**DATA PROVIDED**:
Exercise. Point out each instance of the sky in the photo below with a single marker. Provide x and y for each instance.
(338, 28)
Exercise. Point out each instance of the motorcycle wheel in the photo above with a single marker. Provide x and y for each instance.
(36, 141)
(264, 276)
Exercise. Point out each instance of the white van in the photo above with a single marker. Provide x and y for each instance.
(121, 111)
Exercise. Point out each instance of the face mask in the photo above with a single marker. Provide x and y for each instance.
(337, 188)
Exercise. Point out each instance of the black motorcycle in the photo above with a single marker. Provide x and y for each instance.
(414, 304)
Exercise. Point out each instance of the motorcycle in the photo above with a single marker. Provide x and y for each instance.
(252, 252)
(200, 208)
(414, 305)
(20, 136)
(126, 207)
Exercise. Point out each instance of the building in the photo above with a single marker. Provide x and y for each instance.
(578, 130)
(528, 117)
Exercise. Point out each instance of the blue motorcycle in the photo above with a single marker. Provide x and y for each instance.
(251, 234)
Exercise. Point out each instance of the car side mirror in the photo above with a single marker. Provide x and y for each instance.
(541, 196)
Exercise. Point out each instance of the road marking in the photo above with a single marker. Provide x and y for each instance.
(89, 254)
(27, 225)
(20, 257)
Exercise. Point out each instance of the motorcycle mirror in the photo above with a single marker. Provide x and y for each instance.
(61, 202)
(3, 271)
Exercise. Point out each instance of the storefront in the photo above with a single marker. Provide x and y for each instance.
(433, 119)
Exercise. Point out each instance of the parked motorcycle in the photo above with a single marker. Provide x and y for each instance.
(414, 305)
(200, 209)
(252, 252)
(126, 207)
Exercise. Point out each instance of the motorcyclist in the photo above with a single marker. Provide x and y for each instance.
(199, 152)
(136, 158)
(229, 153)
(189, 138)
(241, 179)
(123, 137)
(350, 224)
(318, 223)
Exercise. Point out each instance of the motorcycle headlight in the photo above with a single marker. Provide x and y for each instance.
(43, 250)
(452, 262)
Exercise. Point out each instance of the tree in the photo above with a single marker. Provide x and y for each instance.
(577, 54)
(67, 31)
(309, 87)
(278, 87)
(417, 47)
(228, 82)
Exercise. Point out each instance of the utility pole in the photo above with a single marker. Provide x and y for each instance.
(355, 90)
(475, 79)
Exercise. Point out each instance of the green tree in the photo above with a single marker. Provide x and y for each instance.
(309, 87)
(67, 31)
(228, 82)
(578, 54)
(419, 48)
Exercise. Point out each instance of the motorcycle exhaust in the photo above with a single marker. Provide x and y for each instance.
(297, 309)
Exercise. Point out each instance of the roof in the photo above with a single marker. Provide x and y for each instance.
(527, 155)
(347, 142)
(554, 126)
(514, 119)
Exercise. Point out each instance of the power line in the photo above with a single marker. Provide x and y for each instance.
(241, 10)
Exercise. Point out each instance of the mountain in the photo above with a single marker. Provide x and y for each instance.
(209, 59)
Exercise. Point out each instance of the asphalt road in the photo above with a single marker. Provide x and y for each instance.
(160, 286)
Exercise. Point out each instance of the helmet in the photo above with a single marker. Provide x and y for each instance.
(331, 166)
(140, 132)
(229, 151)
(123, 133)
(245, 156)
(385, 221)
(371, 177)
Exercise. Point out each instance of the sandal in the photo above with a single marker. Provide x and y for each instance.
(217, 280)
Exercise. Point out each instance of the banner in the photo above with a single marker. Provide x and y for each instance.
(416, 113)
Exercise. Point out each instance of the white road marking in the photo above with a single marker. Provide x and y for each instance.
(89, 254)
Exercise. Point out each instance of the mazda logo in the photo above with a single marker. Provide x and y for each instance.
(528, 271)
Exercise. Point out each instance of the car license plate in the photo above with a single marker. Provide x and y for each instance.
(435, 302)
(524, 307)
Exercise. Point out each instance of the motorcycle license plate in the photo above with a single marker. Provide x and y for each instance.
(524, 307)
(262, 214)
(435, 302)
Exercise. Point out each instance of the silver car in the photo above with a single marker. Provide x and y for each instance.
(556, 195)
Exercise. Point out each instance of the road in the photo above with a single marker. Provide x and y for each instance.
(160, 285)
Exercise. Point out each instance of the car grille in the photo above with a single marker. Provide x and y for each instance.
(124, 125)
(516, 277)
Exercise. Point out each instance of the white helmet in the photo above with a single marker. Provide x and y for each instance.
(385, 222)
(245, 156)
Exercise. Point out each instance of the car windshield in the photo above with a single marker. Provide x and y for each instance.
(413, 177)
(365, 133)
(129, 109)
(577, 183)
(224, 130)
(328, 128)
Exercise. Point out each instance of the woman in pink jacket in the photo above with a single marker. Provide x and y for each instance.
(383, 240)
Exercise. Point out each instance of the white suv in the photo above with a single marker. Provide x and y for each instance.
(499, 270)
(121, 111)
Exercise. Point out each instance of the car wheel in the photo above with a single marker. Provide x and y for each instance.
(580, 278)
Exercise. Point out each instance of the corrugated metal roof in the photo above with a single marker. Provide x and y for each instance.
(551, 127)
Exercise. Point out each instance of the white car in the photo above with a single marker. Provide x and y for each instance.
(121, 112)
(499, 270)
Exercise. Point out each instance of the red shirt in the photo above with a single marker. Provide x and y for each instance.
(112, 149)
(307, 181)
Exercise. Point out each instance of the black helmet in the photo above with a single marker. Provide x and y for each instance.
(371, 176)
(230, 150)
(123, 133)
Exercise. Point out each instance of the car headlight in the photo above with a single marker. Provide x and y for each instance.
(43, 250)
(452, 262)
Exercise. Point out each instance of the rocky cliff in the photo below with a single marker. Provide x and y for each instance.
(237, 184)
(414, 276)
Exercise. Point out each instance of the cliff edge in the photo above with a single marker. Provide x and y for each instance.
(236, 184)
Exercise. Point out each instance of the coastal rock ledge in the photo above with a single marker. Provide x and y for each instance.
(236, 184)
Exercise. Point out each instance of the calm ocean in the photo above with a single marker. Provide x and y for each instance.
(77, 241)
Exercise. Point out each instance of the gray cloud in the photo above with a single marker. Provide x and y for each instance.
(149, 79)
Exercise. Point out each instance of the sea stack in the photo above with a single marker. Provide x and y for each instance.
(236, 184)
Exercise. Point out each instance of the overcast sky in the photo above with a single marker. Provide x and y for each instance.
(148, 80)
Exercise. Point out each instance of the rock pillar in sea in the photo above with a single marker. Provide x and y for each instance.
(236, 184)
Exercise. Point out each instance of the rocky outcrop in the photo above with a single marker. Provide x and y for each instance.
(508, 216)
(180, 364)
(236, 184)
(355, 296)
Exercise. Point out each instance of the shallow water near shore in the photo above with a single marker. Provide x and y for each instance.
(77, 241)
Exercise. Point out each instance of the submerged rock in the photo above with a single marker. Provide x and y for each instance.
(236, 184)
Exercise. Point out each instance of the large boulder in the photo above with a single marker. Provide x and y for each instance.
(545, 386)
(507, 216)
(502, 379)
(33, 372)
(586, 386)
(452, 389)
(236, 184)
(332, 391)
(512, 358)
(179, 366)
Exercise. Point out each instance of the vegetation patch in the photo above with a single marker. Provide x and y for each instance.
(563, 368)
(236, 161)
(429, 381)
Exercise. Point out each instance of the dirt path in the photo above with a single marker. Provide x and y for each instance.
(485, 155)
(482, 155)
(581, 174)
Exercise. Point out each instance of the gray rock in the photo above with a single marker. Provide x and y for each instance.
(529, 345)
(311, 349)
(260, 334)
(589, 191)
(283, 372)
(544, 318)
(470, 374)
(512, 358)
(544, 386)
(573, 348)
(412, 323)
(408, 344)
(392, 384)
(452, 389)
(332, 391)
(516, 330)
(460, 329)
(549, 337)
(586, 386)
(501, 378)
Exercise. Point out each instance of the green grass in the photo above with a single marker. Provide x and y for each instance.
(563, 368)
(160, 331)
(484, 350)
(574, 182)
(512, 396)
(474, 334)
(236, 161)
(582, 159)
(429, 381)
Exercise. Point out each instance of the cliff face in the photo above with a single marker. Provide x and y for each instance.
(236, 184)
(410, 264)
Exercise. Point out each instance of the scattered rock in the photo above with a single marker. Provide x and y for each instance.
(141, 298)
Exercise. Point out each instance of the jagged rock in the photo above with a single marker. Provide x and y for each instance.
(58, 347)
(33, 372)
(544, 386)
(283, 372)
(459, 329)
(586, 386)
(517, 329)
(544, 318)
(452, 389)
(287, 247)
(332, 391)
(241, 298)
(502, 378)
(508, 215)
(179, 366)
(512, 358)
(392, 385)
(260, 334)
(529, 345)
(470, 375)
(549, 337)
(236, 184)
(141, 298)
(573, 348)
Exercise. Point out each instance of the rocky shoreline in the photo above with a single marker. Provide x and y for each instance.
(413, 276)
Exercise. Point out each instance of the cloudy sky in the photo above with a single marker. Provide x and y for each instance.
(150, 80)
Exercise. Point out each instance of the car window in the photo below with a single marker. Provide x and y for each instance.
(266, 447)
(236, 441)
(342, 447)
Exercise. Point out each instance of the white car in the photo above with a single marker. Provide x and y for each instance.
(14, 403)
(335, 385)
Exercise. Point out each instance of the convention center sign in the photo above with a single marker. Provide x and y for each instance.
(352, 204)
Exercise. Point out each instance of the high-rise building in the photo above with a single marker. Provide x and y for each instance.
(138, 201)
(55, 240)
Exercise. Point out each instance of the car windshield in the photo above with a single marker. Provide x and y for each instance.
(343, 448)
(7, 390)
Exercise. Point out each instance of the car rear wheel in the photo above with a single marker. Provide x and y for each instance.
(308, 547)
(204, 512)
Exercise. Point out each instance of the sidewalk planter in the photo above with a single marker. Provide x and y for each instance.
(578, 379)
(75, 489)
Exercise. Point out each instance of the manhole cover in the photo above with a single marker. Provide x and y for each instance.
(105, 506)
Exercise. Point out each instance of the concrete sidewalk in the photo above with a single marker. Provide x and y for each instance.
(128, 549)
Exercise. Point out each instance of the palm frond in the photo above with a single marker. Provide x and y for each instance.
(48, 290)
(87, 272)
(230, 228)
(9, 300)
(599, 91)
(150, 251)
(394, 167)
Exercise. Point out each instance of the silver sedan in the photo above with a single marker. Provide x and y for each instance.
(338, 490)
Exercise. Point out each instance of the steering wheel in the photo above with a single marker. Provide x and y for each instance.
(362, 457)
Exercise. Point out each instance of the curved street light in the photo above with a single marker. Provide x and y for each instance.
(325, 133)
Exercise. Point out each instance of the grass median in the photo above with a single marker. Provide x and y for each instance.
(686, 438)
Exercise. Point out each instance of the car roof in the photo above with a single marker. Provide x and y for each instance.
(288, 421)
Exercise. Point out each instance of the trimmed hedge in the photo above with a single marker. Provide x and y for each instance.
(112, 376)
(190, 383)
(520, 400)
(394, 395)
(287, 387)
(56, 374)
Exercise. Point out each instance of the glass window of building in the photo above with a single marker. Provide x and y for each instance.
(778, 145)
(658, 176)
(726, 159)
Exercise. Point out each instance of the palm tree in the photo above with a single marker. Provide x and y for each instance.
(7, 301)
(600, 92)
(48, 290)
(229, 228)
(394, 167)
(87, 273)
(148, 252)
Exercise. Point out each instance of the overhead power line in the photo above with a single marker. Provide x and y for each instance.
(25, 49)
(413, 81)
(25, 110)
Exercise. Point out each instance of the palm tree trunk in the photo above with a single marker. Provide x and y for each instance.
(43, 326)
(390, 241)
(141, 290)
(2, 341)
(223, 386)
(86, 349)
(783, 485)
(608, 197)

**INSTRUCTION**: Set down, word for word, every line from the line that holds "Exercise. Point out each instance of the palm tree in" to the end of the entries above, including both ends.

**EXERCISE RESPONSE**:
Exercise. Point out each instance of the palm tree in the photo above with a single marker. Provide x and y for each instance.
(7, 301)
(600, 92)
(48, 290)
(229, 228)
(394, 167)
(87, 273)
(148, 252)
Exercise. Point out each instance of the overhead power line in the photo above with a single marker. Provide x and y for each instance.
(25, 49)
(413, 81)
(25, 110)
Exercise. Point out each instance of the palm tree trunk in the photo above with a single marker. Provide x and y for each instance.
(43, 326)
(390, 241)
(141, 290)
(2, 341)
(223, 386)
(86, 349)
(783, 485)
(608, 197)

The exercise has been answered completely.